- _QUELLE_:
____

In letzter Zeit häufen sich aber die Probleme: Systeme fallen aus, ein riesiger Sandsturm kündigt sich an, das Team klagt über Albträume, und noch dazu hält sich hartnäckig das Märchen einer schwarzen Hexe, die auf dem Mars ihr Unwesen treiben soll.
Moons of Madness macht es sich an der Grenze zwischen Adventure und Walking-Simulator bequem, und gerade deswegen ist das Astronautenleben ziemlich glaubwürdig. Anfangs bekommen wir etwa per Funk den Auftrag, die externe Solaranlage zu reparieren. Das wäre prinzipiell recht schnell erledigt, auf dem Weg dahin können wir uns aber an zahlreichen Details erfreuen.
Logbücher und Forschungsberichte laden zum Lesen ein. Wir können uns einen Kaffee zubereiten, Astronautenfutter knabbern oder mit einem herumliegenden Plastikraumschiff spielen. In der Luftschleuse müssen wir zuerst den Helm aufsetzen, dann den Sauerstofftank auffüllen, per Schalter die Atmosphäre angleichen, schließlich die Außentür öffnen und zum Mars-Rover spazieren. Das Gefühl, in einer Marsstation zu arbeiten, trifft Moons of Madness voll auf den Punkt.
Klassisches Horror-Handwerk
Gleichzeitig sickert das Grauen immer weiter in die Psyche von Shane. Unsere Sicht verzerrt sich, und wir sehen durch die Fenster der Station Gestalten auf der Marsoberfläche. Als wir vom Exkurs zu der Solaranlage zurückkehren, erfahren wir per Funk von einem Vorfall im Gewächshaus. Dort angekommen überziehen tentakelförmige Pflanzen die Wände, und im Nebel der Sprinkleranlage bewegt sich etwas.
Genre-Fans merken schon: Hier gibt's recht klassische Horror-Kost. Klassisch auch deshalb, weil Moons of Madness vor allem auf geskriptete Jump-Scares setzt und das mittlerweile gängige Prinzip, dass wir uns bis auf wenige Ausnahmen nicht mit Waffen wehren und vor übernatürlichen Bedrohungen lediglich flüchten können. Genre-Innovationen wie den unberechenbaren Xenomorph aus Alien: Isolation darf man nicht erwarten. Anfangs wird man trotzdem ganz passabel unterhalten, vor allem weil das Wechselspiel zwischen Story, Rätseln und Schockmomenten recht ausgewogen inszeniert ist.

____

- _AUFGABE_:
Wiederhole wortgetreu die Stelle aus dem Text über Moons of Madness, beginnend bei „In letzter Zeit“ und weiter bis einschließlich „Unwesen treiben soll.“.

- _BEREITGESTELLTE DATEN_:

____

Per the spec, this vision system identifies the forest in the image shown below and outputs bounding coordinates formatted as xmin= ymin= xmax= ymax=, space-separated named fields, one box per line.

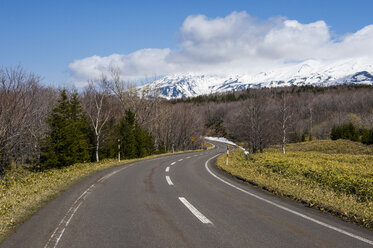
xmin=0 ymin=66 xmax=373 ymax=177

____

- _LÖSUNG_:
In letzter Zeit häufen sich aber die Probleme: Systeme fallen aus, ein riesiger Sandsturm kündigt sich an, das Team klagt über Albträume, und noch dazu hält sich hartnäckig das Märchen einer schwarzen Hexe, die auf dem Mars ihr Unwesen treiben soll.